• [TEXT PASSAGE]:
• • • •

There’s a lot we don’t know about earthquakes, but we understand them well enough to make high-risk/low-risk predictions, to describe the patterns of aftershocks, to do tsunami warnings (on a good day), and to buy and sell earthquake insurance.  We don’t know exactly why one building is destroyed and another is spared, but there aren’t any mysteries about it: it’s the sort of thing we could work out given time and money.

Science isn’t a pure good; there are many things we can go with more knowledge of the world, and the blue circles on the world map above show some seismic events that are the result of human action. But even they have become less frequent.

And now that God has gotten out of the natural-disaster business, many people in this country don’t believe in him, and those that do still believe mostly (with sad exceptions) have a higher opinion of him than their ancestors did.

November 24, 2016


  • “The problem scientists have to face here isn’t whether the data is real, but whether this is an appropriate way to represent it.” On the sea-ice graphic that’s going around.
  • “Using the language of economics, judgment is a complement to prediction and therefore when the cost of prediction falls demand for judgment rises. We’ll want more human judgment.” Harvard Business Review
  • Apps blamed for rise in road deaths (NY Times)
  • The sort of basic search skills Tim O’Reilly describes can also be applied to non-political fake news. If you start with “Ice cream for breakfast makes you smarter, claims scientist” from the Herald you can easily find the Japanese story that’s the source. If you look a little harder, as my brother did, you can find the 2013 story on the same Japanese site, which has a little more detail. Using Google Translate, the research was sponsored by an ice-cream company and the source for the story is the company website. The researcher is real, but the research appears not to have been published — and there has been plenty of time since 2013.   Ice-cream doesn’t really matter, but the question of which stories in the newspaper we’re supposed to take seriously does matter.
November 20, 2016

Gained in translation

From a talk  at the workshop on Fairness, Accountability, and Transparency in Machine Learning, via Twitter


There’s obviously something wrong with these translations, but it’s also hard to do better.

• • • •

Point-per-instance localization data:
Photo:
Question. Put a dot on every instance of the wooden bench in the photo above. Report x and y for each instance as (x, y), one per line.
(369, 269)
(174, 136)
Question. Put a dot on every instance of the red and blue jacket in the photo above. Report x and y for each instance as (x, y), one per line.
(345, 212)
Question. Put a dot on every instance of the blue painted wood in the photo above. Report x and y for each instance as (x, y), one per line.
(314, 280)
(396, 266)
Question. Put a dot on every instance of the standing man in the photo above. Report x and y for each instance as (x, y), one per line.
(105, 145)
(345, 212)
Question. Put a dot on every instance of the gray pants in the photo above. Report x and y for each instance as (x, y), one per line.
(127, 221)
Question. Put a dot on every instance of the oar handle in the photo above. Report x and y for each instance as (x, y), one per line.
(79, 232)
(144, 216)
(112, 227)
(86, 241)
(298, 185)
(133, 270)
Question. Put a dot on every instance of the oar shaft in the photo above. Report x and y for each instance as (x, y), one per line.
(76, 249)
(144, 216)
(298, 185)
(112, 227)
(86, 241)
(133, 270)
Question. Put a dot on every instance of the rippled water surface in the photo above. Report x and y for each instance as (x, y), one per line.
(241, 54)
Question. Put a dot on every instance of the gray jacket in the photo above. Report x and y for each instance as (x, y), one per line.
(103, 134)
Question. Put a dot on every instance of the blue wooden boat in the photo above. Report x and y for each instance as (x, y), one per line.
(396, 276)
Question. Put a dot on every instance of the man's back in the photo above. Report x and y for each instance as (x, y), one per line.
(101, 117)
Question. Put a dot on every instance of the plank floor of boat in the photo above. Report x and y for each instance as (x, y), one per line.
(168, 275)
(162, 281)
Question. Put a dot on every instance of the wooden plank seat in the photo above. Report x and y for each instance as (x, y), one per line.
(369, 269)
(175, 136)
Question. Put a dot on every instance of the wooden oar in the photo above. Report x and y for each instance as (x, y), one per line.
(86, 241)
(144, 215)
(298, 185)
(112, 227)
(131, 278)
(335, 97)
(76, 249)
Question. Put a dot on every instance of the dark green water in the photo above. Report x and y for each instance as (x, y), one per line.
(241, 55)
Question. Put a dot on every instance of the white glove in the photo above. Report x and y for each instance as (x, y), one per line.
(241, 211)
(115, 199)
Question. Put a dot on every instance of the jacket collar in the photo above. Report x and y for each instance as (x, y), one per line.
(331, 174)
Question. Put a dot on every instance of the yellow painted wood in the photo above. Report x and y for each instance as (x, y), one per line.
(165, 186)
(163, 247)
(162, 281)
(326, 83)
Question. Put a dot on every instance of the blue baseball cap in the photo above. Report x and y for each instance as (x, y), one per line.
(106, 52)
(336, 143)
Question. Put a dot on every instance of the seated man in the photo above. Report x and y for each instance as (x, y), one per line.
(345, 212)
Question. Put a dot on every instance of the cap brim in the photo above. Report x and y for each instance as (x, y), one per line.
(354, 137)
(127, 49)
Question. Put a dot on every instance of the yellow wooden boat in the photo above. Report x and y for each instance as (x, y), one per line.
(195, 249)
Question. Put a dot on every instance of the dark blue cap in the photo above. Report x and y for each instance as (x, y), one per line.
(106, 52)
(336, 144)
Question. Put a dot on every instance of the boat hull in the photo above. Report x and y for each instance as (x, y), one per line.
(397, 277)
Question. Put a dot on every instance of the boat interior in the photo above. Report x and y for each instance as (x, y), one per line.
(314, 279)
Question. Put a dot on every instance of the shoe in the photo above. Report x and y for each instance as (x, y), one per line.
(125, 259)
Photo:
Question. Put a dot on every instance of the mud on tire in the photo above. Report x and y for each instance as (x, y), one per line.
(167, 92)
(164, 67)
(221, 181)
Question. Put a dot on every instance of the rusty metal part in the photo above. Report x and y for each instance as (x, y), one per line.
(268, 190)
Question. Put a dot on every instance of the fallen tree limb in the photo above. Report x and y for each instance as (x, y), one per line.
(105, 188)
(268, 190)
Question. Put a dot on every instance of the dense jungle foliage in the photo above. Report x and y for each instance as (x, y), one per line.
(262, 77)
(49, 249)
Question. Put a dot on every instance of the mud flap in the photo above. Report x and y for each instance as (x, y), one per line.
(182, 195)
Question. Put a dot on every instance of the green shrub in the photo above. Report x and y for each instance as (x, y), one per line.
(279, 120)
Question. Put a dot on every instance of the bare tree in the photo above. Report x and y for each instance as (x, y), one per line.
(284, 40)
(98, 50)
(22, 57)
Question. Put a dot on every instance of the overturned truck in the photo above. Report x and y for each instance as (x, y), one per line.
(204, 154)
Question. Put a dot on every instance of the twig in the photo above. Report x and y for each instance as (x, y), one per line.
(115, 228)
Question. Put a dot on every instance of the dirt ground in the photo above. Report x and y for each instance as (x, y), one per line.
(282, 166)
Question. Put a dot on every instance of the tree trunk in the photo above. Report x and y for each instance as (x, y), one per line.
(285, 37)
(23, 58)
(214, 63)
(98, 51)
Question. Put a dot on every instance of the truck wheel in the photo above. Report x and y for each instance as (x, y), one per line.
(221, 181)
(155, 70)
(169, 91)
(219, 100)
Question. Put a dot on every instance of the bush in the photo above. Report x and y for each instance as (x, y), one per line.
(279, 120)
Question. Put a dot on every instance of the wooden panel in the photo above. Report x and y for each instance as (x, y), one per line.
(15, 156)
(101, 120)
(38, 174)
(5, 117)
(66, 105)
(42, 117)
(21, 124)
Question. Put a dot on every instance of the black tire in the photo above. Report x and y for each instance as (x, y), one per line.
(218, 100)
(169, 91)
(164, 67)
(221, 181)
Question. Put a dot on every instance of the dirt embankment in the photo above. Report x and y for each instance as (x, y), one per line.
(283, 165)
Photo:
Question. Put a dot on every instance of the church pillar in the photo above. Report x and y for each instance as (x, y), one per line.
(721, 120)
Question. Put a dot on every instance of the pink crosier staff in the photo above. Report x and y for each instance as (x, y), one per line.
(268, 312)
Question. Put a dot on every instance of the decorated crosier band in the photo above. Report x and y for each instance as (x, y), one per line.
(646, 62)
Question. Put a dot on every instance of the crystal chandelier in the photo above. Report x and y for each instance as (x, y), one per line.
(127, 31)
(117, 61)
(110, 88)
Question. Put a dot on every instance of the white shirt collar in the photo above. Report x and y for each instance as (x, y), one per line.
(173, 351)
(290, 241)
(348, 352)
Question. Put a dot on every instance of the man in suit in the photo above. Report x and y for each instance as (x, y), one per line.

• • • •

• [PROMPT 1]: In the blog excerpt, who sponsored the research behind the ice-cream-for-breakfast story?
• [PROMPT 2]: Carry on the blog excerpt from the point where it stops.

• [WRITTEN ANSWER 1]: An ice-cream company sponsored it.

• [WRITTEN ANSWER 2]:
To step back, there has classically been a translation problem where Greek and Latin have separate words for man as distinguished from woman and for man ‘as distinguished from beasts and angels’. It can be quite hard to guess which word was in the original source, if you’re working from the English translation.  This problem has a simple solution, since modern English also has a clear (and increasingly unavoidable) distinction between ‘man’ on the one hand and  ‘human’ or ‘person’ on the other.

This isn’t that problem.  It’s kind of the opposite.

The correct translation of “O bir doktor” is one of “He is a doctor”, “She is a doctor”, and “They are a doctor” and the correct translation of “O bir hemşire” is one of “He is a nurse”, “She is a nurse”, and “They are a nurse”.  Without more context, though, you can’t tell which, and none of them is unmarked or neutral.  “He” and “She” are obviously too narrow, and while singular ‘They” has always been standard English for an unspecified individual, it is only recently standard for a specific individual if they have asked to be referred to that way because of non-binary gender identification.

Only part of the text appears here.